## Passage given
※

Thread: Update using primary key slow

Update using primary key slow

From
Denis
Date:
The following update was captured in the database log and the elapsed time
was 1058.956 ms.  A later explain analyze shows total run time of 730 ms.
Although isn't the actual time to update the row 183 ms.  Where is the
other 547 ms coming from?  Updating the two secondary indexes??


Oct 27 08:09:48 ybcdrdwdb01 postgres[12315]: [145-1] LOG:  duration:
1058.956 ms  statement: UPDATE CONTRACT SET CUSTOMER_KEY = 143567
,SOURCE_CODE_KEY = null ,PRIOR_CONTRACT =
Oct 27 08:09:48 ybcdrdwdb01 postgres[12315]: [145-2]
'265985' ,PRIOR_CONTRACT_ELITE = null ,CONTRACT_NEW = 'N' ,RENEWAL_CONTRACT
= '1373990'  ,RENEWAL_CONTRACT_ELITE = null
Oct 27 08:09:48 ybcdrdwdb01 postgres[12315]: [145-3]  ,CONTRACT_DROPPED =
'N' ,TOTAL_SALE_DOLLARS = 3492.00 ,TARGET_DOLLARS = 3576
,ASSIGN_DOLLARS_OVERRIDE = null ,BOOK_KEY = 160
Oct 27 08:09:48 ybcdrdwdb01 postgres[12315]: [145-4]  ,PUB_SEQUENCE = 25
,DROP_DATE = null ,OUT_OF_BUSINESS = 'N' ,RENEWAL_SALESREP_KEY = 3639
,SALESREP_KEY = 3639 ,NEW_CATEGORY =
Oct 27 08:09:48 ybcdrdwdb01 postgres[12315]: [145-5]
'NEW_INSERT' ,PENDING_DELETE_DATE = null ,CLIENT_NAME = null ,DATE_SOLD =
'2004-08-30'  ,DATE_RECEIVED = '2004-09-03'
Oct 27 08:09:48 ybcdrdwdb01 postgres[12315]: [145-6]  ,DATE_ENTERED =
'2004-09-07'  ,DATE_SHELLED = null  ,DATE_APPROVED = '2004-09-09'  WHERE
REGION_KEY = 14  AND CONTRACT_KEY =
Oct 27 08:09:48 ybcdrdwdb01 postgres[12315]: [145-7]  1070135


The explain for this update is as follows.

※

## Required actions
1. In the thread about the slow update, what elapsed time did the database log record for the update?
2. Return, word for word, the part of the thread that begins with the words containing "Thread: Update using" and ends with "two secondary indexes??".

## Dataset extract

※

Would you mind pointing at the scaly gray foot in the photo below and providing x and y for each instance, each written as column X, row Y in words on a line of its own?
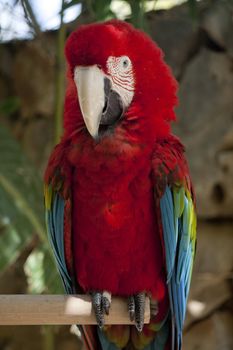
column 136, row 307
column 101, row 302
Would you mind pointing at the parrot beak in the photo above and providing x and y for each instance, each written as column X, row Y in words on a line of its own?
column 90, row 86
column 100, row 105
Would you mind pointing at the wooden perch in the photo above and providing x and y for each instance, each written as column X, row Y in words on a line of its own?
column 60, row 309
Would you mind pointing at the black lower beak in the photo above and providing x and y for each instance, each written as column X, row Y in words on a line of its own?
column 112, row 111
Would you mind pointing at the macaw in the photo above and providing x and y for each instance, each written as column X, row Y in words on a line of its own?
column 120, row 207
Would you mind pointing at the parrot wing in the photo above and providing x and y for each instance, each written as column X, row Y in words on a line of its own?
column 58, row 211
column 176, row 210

※

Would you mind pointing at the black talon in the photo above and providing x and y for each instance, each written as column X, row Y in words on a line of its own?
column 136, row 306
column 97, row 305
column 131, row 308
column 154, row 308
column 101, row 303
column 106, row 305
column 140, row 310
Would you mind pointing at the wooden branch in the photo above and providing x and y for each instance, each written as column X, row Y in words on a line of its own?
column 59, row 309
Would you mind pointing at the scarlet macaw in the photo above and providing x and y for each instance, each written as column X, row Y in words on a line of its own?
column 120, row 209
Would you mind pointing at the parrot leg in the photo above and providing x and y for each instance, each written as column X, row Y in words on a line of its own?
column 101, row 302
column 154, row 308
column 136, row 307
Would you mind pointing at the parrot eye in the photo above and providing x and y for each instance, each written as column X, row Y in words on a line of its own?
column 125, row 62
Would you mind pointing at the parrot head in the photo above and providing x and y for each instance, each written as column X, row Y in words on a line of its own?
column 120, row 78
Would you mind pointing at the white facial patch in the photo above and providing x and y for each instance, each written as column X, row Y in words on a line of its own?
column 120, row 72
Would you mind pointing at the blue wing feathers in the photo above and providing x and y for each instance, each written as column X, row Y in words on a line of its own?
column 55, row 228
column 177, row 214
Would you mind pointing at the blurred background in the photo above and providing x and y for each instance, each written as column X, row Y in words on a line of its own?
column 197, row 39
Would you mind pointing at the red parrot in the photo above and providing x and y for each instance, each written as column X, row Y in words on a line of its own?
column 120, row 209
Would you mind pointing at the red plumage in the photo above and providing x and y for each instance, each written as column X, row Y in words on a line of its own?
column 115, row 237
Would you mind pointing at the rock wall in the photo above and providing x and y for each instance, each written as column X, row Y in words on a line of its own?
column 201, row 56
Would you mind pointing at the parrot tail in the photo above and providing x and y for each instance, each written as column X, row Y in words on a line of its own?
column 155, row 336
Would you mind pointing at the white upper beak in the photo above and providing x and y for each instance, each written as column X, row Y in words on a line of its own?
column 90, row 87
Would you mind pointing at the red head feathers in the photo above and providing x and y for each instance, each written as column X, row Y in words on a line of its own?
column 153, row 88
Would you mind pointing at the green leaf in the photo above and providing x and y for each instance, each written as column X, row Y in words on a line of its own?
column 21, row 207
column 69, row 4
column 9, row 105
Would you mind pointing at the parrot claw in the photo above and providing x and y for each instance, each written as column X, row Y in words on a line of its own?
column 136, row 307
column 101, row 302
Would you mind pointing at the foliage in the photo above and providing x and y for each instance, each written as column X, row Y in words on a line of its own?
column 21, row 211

※

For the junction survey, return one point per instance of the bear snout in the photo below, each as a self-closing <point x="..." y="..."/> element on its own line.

※

## Worked solutions
1. 1058.956 ms

2.
Thread: Update using primary key slow

Update using primary key slow

From
Denis
Date:
The following update was captured in the database log and the elapsed time
was 1058.956 ms.  A later explain analyze shows total run time of 730 ms.
Although isn't the actual time to update the row 183 ms.  Where is the
other 547 ms coming from?  Updating the two secondary indexes??